# Problem requirements
Below are entries. Copy exactly the lines running from the line that holds "Where can the tile" to the line that holds "Target: tile patterned floor", with both ends included.

Available records Start Marker

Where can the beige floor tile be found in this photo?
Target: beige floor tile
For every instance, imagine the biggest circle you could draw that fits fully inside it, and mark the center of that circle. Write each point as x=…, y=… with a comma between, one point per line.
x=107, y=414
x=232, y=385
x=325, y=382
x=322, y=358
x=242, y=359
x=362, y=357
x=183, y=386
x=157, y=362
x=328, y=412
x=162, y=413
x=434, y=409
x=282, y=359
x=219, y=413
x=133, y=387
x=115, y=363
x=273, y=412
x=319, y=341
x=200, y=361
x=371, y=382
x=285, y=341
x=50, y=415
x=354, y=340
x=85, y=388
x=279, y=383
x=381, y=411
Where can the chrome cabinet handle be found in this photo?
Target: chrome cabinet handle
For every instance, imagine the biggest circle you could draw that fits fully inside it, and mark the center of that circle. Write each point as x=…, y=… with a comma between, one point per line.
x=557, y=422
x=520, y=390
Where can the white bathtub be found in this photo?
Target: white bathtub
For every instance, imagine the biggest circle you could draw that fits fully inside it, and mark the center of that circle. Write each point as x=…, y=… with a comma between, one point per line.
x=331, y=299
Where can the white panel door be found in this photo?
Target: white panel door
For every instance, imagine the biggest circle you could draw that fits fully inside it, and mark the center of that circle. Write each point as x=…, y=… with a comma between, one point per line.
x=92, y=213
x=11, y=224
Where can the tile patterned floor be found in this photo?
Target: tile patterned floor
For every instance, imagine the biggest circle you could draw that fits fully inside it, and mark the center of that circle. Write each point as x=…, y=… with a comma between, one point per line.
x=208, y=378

Available records End Marker

# Task response
Where can the tile patterned floor be found in this photo?
Target: tile patterned floor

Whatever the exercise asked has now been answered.